── DATA SHOWN

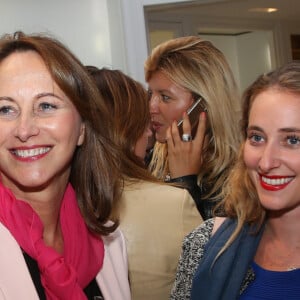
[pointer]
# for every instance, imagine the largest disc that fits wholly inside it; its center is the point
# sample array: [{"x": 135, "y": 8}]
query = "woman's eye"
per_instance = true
[
  {"x": 293, "y": 140},
  {"x": 165, "y": 98},
  {"x": 7, "y": 110},
  {"x": 255, "y": 138},
  {"x": 45, "y": 106}
]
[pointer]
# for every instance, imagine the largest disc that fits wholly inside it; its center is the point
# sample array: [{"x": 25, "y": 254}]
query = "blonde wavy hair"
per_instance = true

────

• [THE TASK]: Please give the data again unaltered, leaving out any images.

• [TASK OUTPUT]:
[pointer]
# for every instance, imagine the largest disc that fits wholly inside it; its center is the point
# sample array: [{"x": 135, "y": 8}]
query = "woman's eye"
per_instance = true
[
  {"x": 293, "y": 140},
  {"x": 165, "y": 98},
  {"x": 7, "y": 110},
  {"x": 255, "y": 138},
  {"x": 45, "y": 106}
]
[pointer]
# for every instance, imagine the largest disc that fits wholly inside it; its center is the point
# sample array: [{"x": 25, "y": 254}]
query = "blonde wavy hair"
per_instance = true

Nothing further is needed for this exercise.